▸ **Selected excerpt**:
***

Although the text in chapter 3 (p. 142) suggests that classifying a construction
as a LEX-headed AVC requires that the auxiliary descends from a verb form or
appear in positions occupied by auxiliaries, synchronic tests may well be
available in the individual languages, e.g., the auxiliary may occupy a position
in the constituent structure that the syntax independently dedicates to verbs
(see Steever 2005: 21).

The doubled patterns discussed in chapter 4 appear in many instances to descend
historically from serial verb constructions; in rarer instances, they appear to
descend from coordinate structures (Kuteva 2001: 44 provides examples from
Danish, Norwegian and Swedish). In should be noted that since AVCs are by
hypothesis mono-clausal structures, the multiple agreement markers exist not
just to show agreement with a subject (or other argument), but to mark concord
among the component parts of the AVC, effectively marking its boundaries. There
seem to be no examples in the database in which multiple agreement markers in a
single AVC show agreement with two distinct subjects. It would be interesting to
further refine Anderson's classification by seeing if tests can be developed to
determine whether one agreement marker or both in an AVC actually mark agreement
with an argument, and if so, which one.

***

▸ **Directives**:
a) Name every language the passage on auxiliary verb constructions gives as a source of Kuteva's examples.
b) Decide whether each statement agrees with the passage on auxiliary verb constructions: (i) The doubled patterns in chapter 4 more often descend from coordinate structures than from serial verb constructions. (ii) The database holds examples where multiple agreement markers in a single AVC agree with two distinct subjects. (iii) AVCs are taken by hypothesis to be mono-clausal. Answer yes or no for each and quote the words that decide it.
c) Carry on the passage on auxiliary verb constructions from the point where it stops.
The items have no part in this exercise.

Pointing dataset excerpts:

***

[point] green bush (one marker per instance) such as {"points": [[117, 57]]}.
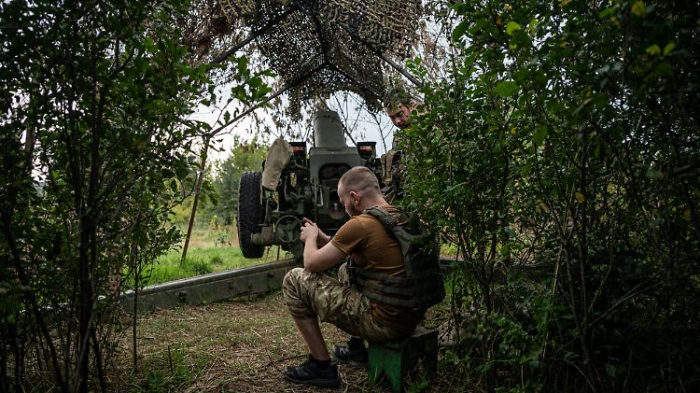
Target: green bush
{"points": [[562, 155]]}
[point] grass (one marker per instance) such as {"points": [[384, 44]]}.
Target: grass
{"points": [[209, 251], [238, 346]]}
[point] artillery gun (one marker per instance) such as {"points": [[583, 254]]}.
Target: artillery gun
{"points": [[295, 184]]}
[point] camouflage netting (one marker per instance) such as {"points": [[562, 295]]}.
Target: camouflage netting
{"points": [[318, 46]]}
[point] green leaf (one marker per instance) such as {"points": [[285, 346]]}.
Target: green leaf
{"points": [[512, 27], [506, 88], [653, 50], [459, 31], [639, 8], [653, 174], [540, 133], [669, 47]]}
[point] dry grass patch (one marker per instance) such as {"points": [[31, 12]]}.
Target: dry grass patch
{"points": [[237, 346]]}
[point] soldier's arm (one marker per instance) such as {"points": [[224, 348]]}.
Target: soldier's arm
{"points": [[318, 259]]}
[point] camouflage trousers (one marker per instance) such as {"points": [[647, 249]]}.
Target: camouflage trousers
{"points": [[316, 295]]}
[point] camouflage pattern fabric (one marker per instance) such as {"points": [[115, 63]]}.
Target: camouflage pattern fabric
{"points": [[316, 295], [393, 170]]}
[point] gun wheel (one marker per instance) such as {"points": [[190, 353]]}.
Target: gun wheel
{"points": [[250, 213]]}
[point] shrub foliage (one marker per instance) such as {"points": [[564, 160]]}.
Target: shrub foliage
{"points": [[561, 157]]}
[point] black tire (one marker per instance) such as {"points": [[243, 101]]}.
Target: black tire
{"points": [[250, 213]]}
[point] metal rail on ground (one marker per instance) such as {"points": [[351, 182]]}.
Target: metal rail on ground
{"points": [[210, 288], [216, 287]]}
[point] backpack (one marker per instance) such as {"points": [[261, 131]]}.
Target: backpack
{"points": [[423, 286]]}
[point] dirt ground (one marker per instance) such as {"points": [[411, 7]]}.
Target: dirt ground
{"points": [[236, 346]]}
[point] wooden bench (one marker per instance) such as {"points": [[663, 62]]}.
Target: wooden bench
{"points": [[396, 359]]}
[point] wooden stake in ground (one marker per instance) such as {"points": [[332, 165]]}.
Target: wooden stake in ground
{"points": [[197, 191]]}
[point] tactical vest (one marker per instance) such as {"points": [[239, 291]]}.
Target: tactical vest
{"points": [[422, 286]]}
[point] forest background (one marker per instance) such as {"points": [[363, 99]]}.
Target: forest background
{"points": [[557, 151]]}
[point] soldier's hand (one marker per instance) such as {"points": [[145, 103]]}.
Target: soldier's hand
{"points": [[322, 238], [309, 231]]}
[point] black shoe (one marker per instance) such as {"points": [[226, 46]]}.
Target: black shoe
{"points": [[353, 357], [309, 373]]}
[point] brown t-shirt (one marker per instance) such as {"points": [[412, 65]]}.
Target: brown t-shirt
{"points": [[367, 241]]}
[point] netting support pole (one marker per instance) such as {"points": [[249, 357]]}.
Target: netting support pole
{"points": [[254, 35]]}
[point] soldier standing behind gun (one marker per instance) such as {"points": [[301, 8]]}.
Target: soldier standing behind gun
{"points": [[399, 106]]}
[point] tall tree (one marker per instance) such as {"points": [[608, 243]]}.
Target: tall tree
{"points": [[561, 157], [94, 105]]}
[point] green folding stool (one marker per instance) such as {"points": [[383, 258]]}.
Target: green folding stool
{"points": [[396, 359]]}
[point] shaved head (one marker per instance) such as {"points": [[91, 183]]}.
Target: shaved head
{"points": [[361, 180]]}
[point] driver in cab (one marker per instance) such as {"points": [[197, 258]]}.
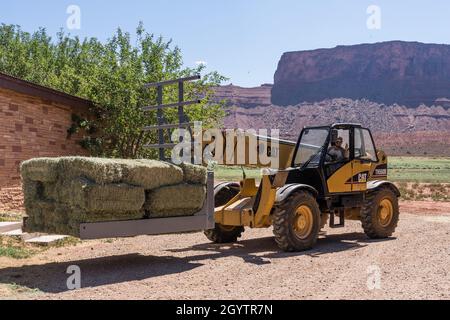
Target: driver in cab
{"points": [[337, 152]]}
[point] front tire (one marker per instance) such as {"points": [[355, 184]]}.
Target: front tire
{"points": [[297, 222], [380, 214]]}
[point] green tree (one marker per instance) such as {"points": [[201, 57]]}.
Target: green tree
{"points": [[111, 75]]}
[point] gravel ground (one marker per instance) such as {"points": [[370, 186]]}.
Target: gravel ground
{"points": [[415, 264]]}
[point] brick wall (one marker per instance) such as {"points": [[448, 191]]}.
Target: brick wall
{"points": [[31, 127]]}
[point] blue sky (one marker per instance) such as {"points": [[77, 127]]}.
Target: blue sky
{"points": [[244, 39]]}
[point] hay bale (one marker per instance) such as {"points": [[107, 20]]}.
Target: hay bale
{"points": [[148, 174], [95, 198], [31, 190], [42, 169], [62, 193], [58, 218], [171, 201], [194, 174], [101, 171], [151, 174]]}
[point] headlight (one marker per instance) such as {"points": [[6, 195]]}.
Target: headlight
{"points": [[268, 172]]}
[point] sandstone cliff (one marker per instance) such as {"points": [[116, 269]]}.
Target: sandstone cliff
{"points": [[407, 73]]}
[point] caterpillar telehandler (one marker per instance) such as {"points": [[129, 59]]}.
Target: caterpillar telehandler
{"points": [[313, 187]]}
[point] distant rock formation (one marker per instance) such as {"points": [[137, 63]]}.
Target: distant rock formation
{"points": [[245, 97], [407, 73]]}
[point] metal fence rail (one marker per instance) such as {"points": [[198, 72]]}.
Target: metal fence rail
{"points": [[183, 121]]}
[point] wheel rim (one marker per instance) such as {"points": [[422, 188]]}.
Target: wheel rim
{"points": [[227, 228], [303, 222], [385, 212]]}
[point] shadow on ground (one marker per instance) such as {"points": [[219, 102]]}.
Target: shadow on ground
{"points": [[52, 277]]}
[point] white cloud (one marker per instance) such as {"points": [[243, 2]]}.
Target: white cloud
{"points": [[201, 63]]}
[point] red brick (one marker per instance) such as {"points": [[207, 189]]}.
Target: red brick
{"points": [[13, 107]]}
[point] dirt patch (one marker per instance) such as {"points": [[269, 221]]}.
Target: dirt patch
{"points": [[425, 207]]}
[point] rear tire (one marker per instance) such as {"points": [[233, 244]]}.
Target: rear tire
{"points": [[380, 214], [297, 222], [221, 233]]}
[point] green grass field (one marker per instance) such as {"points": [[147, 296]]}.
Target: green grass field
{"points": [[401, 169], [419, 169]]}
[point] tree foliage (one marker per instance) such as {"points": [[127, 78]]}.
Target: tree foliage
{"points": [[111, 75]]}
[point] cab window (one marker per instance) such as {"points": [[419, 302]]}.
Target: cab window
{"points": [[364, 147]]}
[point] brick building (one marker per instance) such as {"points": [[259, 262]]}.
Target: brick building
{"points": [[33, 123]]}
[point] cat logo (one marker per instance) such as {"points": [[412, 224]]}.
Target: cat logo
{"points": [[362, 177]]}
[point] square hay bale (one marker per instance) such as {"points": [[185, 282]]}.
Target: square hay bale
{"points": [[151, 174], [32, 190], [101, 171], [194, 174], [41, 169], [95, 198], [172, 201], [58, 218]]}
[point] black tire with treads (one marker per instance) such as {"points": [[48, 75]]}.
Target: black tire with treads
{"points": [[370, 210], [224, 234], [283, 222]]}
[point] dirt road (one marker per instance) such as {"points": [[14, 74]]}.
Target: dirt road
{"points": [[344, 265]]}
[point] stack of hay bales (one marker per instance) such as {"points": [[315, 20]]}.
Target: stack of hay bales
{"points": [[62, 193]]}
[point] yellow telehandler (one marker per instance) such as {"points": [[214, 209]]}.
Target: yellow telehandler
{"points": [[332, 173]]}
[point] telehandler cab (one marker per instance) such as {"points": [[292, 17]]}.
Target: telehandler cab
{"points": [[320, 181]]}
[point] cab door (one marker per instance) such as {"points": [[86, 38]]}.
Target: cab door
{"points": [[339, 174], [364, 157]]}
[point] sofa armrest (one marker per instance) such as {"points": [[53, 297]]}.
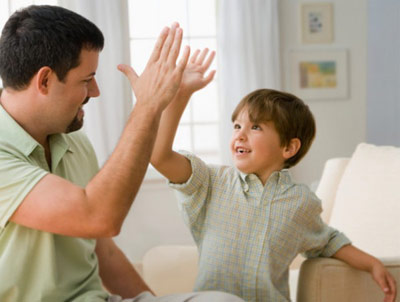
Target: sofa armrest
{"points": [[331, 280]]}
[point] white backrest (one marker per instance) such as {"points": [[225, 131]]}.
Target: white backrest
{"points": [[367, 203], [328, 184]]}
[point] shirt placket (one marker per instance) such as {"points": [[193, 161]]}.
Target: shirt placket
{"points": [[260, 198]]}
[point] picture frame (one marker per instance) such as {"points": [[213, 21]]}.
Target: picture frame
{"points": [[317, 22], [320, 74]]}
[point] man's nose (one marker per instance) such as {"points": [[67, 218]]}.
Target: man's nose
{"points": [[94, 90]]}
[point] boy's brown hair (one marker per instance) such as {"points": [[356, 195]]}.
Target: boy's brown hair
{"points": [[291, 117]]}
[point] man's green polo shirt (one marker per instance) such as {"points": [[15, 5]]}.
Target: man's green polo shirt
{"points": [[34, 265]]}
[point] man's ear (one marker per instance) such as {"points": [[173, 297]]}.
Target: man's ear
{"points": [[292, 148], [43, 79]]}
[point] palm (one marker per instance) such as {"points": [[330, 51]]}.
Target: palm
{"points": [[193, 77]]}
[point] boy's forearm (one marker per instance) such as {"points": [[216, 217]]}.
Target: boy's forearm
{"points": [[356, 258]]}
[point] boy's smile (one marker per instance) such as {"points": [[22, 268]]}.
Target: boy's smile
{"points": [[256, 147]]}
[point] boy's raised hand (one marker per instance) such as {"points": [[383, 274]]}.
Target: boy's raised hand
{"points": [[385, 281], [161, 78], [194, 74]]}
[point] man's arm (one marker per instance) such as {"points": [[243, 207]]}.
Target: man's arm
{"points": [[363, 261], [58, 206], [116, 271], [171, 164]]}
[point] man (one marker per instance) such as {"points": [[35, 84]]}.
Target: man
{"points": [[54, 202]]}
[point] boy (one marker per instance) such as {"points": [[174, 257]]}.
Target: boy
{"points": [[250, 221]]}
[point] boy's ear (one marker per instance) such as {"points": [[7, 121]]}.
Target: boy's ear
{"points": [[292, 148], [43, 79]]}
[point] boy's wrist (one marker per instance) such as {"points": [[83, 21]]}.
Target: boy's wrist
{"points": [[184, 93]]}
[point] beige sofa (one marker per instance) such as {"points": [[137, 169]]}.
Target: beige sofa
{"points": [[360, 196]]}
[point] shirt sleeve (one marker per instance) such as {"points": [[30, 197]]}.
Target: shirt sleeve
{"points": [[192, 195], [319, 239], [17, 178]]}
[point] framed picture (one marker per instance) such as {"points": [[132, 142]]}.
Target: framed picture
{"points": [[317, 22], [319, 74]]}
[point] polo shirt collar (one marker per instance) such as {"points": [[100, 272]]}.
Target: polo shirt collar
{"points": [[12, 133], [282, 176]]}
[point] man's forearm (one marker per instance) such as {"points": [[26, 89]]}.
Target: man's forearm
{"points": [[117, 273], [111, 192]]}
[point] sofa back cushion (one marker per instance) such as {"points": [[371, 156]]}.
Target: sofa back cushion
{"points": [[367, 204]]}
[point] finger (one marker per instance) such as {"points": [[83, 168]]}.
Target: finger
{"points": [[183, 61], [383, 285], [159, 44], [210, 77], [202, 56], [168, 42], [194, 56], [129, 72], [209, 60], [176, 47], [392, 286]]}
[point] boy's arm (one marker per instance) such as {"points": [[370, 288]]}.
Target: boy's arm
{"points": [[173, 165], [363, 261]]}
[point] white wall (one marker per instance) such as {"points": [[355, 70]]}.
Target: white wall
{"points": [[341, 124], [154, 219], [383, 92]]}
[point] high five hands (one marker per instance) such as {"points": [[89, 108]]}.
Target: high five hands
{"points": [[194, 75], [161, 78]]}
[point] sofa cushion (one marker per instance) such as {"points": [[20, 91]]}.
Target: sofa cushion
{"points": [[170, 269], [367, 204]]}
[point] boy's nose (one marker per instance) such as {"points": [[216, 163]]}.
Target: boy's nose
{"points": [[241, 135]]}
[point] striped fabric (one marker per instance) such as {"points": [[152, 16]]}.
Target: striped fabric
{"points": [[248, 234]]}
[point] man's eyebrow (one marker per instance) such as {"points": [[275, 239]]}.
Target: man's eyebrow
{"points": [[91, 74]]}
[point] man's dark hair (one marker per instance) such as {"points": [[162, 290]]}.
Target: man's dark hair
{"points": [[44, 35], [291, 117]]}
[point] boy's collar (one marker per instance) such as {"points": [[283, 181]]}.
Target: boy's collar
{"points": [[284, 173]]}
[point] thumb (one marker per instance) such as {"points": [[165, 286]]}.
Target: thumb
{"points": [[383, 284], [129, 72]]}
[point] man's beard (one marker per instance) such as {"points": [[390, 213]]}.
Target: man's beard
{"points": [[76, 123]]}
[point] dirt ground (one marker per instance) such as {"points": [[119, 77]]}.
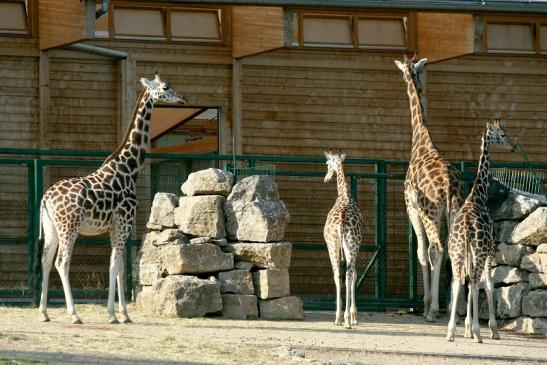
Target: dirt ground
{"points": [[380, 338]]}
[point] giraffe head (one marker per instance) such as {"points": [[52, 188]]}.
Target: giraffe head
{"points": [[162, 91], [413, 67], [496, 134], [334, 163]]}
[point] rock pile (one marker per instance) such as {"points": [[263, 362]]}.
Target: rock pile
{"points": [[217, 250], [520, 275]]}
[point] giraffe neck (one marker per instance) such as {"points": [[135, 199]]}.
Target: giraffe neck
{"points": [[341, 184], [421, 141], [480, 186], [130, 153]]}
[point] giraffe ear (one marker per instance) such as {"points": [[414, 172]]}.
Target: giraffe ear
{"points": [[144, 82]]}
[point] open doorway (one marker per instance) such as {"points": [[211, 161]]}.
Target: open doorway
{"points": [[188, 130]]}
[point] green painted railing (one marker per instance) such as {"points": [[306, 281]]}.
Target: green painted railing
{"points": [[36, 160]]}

***

▸ **Results for the exercise**:
a) Danish, Norwegian, Swedish

b)
(i) No: "appear in many instances to descend historically from serial verb constructions; in rarer instances, they appear to descend from coordinate structures"
(ii) No: "There seem to be no examples in the database in which multiple agreement markers in a single AVC show agreement with two distinct subjects."
(iii) Yes: "AVCs are by hypothesis mono-clausal structures"

c)
Chapter 5 raises but does not strenuously pursue the role that negation may play
in the distribution of verbal morphology in the split and split-doubled
agreement patterns. Indeed, ''negative spreading'' over both the auxiliary and LV
seems so uncommon that it may point to some underlying property of the AVC,
e.g., that its two components form so strong a bond that neither can be negated
independently of the other. In the split/doubled pattern, some categories go
with the LV, others with the auxiliary and still others with both. I will
comment on the micro-variation Anderson ascribes to AVCs in certain Dravidian
languages on pp. 235-36. Apart from the past negative paradigm in a handful of
South-Central Dravidian languages (see Steever 1993: Chapter 4), no single
finite verb in Dravidian can incorporate both a marker for tense/mood and one
for negation; they are in complementary distribution in simple verb forms. Thus,
the Old Telugu AVC in (166) ceppanu aytini 'I did not say' consists of ceppanu
'I did/do/will not say' and aytini 'I became'; the former encodes the negative
marker, the latter the tense marker, both have congruent allomorphs for
agreement with a first person singular subject. This pattern is contrasted with
one in South Dravidian language Old Tamil, celveem alleem 'we will not go',
which consists of celveem 'we will go' and alleem 'we did/do/will not become'.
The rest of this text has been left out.